Goal A >>
In the SPIM stitching instructions, which destriping method does the pipeline use by default?
Goal B >>
Continue the SPIM stitching instructions from where they stop.

Given text >>
○ ○ ○ ○ ○ ○ ○

Stitch images taken on a diagonal using the SPIM microscope

Usage

The easiest way to use the pipeline is to run the spimstitch-pipeline.sh script. Pip installs this so it is runnable. These are easy directions for use in the Chung lab, e.g. for paths, /path-to/root-dir/Ex_488_Em_1 and /path-to/root-dir/Ex_562_Em_2 and a standard 4x objective with Y voxel size of 1.8 µm and X step size 2.0 µm (don't type the dollar sign):

$ cd /path-to/root-dir
$ source /home/build/anaconda3/bin/activate chunglab-stack
$ spimstitch-pipeline Ex_488_Em_1
$ spimstitch-pipeline Ex_562_Em_1

You can set the Y voxel size and X step size for the script. This is done with environment variables. For instance, for a X step size of 2.56 µm and Y voxel size of 3.62µm:

$ export X_STEP_SIZE=2.56
$ export Y_VOXEL_SIZE=3.62
$ cd /path-to/root-dir
...

Illumination correction and destriping

The pipeline will automatically create an illumination correction image by default. To override this behavior, set the environment variable, "ILLUM_CORR" to the path to the illumination correction file. For instance,

$ export ILLUM_CORR=/path-to/Ex_488_Em_1-illuc.tiff
...

The default filename for the illumination correction function is the channel name + "-illuc.tiff" (as seen above)

There are two methods for destriping in the pipeline, wavelet and lightsheet. "lightsheet" is used by default, but if you want to use wavelet (which preserves the autofluorescence signal), you can define the "USE_WAVELETS" environment variable to choose that method. You should also specify a background value that will be used as the darkfield value in destriping. A typical value is somewher between 40 and 200.

○ ○ ○ ○ ○ ○ ○

Items >>
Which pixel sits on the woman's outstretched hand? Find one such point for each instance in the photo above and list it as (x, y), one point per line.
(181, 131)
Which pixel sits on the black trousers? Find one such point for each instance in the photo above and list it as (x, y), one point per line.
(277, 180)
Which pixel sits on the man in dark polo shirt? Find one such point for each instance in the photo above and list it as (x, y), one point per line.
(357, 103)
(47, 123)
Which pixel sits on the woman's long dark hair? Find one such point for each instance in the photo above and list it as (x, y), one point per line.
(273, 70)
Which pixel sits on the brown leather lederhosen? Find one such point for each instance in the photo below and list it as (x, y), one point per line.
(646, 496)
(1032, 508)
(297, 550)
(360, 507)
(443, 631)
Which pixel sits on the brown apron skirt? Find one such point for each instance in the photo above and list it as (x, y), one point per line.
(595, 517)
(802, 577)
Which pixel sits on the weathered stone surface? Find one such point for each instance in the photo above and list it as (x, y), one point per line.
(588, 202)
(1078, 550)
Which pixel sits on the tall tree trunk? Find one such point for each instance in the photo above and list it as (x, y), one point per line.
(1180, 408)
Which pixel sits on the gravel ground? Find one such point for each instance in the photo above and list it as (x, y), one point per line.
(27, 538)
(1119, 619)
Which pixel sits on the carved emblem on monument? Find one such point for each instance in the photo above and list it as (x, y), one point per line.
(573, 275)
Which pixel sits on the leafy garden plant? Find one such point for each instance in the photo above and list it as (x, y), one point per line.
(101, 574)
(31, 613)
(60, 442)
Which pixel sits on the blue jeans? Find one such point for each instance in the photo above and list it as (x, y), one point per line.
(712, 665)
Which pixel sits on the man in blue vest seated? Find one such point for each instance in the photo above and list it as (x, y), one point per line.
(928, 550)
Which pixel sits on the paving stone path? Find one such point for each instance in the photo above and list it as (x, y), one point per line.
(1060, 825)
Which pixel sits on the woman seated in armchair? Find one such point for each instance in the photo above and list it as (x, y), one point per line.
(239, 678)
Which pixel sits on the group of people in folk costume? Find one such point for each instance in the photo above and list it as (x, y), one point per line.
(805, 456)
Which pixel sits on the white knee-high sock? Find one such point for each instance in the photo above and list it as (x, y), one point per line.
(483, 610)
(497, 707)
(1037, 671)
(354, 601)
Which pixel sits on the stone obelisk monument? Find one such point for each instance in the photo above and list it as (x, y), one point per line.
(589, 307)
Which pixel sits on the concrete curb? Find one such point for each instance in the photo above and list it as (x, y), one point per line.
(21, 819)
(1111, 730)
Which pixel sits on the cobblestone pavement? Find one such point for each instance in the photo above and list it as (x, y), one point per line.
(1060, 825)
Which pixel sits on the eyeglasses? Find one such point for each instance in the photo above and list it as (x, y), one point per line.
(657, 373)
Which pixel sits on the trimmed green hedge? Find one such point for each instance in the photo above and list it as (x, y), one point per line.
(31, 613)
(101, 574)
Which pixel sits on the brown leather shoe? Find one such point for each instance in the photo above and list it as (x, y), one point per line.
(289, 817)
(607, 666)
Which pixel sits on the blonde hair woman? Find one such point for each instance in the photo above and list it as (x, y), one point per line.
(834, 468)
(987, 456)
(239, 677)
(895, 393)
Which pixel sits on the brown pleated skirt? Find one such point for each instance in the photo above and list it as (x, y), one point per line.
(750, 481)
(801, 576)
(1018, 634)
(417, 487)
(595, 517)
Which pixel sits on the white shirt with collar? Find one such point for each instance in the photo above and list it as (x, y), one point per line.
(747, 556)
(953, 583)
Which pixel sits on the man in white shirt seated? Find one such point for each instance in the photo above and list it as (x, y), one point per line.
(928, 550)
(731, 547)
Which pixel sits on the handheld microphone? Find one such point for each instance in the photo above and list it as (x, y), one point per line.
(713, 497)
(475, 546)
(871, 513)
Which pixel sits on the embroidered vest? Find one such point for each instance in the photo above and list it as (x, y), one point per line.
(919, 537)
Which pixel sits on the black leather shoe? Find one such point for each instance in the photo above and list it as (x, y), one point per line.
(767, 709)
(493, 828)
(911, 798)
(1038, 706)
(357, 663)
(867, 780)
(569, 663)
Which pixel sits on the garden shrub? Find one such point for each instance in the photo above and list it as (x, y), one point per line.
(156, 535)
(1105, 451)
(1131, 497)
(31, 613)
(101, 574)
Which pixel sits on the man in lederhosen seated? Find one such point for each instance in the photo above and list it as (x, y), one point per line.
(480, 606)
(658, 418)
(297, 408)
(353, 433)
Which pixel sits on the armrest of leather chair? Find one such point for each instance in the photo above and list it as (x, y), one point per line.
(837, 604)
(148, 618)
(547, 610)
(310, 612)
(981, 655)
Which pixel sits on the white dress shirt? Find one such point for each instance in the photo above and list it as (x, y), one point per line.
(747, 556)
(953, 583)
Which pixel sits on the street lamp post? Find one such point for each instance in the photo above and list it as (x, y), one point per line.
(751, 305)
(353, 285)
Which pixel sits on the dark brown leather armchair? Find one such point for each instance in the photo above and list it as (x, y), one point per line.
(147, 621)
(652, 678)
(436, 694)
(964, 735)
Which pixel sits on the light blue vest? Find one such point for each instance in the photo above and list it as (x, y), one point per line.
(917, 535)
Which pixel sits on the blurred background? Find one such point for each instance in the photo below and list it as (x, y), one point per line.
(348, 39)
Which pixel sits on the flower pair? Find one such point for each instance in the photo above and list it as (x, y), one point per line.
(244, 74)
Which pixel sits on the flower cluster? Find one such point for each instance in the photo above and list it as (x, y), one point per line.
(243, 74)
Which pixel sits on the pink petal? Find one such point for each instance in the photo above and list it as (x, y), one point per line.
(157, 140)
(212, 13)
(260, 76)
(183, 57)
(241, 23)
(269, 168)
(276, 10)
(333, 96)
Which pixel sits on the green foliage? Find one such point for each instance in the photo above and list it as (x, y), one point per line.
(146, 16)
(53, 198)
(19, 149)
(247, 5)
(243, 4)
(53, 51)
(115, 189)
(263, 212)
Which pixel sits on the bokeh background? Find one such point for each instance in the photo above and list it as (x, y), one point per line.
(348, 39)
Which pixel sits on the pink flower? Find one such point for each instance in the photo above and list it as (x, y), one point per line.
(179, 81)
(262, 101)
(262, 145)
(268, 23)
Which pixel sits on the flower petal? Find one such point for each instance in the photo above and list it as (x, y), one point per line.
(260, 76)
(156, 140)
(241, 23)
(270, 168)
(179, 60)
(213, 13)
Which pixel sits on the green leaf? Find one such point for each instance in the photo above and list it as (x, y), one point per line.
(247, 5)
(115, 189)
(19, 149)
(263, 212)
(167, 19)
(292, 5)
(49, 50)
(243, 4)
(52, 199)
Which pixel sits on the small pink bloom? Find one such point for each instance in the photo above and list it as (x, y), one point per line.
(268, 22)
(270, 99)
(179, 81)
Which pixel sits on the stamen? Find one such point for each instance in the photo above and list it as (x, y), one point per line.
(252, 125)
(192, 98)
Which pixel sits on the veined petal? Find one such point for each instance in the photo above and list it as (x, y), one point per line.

○ ○ ○ ○ ○ ○ ○

Exercise result A >>
The pipeline uses the "lightsheet" method by default.

Exercise result B >>
For wavelet:

$ export USE_WAVELETS=1
$ export BACKGROUND=100 # for instance

Alignment

The pipeline recalculates the Y_VOXEL_SIZE by default. This value is applied to all subvolumes when stitching. If you are processing multiple channels for a pipeline, you should use the alignment from the first for subsequent channels. The alignment is stored in a file whose name is the channel name + "-align.json" (for instance "Ex_488_Em_1-align.json").

It's best not to export this value to ensure that it doesn't inadvertently get applied to an unrelated volume. An example series of invocations:

$ spimstitch-pipeline.sh Ex_488_Em_1
$ ALIGN_FILE=Ex_488_Em_1-align.json spimstitch-pipeline.sh Ex_562_Em_2

Individual commands

dcimg2tif

dcimg2tif converts a .dcimg file to a .tiff stack.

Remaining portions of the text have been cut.